_GIVEN REQUEST_
Pull out every line of the data below that contains the word "puppy", and copy each of those lines unchanged.

_ENTRIES SUPPLIED_
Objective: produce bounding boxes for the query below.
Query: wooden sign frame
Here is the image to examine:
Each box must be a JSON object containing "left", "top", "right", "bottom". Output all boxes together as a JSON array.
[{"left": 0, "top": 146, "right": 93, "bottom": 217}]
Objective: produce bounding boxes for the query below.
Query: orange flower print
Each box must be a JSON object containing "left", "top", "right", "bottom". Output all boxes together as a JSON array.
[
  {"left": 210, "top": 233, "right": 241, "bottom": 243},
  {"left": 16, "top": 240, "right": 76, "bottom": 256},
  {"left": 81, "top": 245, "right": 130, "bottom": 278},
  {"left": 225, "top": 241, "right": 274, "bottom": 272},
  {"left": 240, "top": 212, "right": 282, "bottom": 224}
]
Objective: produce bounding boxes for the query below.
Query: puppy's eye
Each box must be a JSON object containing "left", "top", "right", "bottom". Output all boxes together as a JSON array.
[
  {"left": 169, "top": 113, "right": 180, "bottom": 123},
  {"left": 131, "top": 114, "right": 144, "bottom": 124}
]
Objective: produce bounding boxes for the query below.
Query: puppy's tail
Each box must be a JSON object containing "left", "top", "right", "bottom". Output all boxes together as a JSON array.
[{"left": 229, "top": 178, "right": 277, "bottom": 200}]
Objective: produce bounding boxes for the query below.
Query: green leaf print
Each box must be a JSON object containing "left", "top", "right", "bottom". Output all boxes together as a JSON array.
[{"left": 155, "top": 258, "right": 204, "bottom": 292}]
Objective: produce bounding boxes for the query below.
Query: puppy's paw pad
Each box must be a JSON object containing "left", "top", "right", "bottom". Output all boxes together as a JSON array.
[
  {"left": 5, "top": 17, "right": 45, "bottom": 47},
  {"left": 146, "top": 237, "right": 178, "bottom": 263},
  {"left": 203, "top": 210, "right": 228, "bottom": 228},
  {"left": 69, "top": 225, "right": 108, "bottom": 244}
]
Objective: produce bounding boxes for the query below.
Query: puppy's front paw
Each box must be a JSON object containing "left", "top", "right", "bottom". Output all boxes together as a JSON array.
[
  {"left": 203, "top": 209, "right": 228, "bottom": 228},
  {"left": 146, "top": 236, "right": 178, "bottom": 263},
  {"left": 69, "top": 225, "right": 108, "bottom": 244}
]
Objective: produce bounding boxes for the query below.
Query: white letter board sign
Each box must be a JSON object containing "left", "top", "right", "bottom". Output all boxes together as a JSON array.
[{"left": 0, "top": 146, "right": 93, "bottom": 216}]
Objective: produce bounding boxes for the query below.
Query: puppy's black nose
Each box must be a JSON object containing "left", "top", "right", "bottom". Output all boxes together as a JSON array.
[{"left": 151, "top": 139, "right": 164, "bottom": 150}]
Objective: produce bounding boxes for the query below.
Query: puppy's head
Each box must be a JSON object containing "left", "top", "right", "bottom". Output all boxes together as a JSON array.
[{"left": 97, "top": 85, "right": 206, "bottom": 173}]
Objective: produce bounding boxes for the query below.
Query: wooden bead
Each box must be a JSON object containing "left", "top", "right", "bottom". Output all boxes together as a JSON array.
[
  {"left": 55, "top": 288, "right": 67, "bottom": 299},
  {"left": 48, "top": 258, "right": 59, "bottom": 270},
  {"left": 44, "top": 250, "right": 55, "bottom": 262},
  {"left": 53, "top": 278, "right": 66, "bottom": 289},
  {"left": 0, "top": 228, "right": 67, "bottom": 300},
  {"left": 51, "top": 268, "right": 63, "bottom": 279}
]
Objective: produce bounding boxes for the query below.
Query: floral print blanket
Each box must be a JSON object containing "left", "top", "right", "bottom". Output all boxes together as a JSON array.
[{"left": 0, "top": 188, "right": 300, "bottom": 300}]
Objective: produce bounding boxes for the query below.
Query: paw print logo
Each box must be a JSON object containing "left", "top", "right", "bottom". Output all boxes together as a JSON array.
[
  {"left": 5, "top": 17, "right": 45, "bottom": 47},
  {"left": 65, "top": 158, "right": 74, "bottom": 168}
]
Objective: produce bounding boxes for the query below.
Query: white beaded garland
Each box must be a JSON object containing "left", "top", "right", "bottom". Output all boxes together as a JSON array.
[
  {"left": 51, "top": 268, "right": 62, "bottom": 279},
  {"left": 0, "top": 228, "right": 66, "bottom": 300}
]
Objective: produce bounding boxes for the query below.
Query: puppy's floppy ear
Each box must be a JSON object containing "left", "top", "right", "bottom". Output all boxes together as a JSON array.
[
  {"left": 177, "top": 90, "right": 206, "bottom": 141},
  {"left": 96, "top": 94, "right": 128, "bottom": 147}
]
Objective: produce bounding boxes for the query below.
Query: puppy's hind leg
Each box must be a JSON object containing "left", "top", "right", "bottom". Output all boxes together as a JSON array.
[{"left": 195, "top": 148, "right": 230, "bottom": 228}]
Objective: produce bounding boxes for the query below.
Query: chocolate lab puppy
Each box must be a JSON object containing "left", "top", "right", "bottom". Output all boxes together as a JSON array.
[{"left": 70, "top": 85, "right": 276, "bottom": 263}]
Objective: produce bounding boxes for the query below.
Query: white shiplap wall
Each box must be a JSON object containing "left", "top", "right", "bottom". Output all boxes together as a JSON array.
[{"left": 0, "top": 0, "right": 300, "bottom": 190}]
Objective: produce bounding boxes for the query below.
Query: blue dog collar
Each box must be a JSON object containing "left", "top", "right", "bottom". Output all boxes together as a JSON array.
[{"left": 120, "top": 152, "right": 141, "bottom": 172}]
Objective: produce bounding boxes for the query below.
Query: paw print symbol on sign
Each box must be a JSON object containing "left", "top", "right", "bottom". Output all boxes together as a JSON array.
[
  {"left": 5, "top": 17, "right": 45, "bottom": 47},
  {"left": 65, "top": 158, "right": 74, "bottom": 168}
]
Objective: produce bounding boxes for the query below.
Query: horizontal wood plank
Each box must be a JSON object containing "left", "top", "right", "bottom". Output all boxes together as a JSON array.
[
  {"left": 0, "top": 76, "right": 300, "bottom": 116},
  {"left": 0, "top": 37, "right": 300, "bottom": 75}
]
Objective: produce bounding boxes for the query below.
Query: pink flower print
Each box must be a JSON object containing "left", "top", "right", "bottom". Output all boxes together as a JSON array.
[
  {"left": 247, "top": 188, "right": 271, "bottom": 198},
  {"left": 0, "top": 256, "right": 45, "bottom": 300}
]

_EXPECTED ANSWER_
Query: puppy's eye
Query: puppy's tail
Query: puppy's paw pad
Query: puppy's front paw
Query: puppy's black nose
Query: puppy's head
Query: puppy's floppy ear
Query: puppy's hind leg
Query: chocolate lab puppy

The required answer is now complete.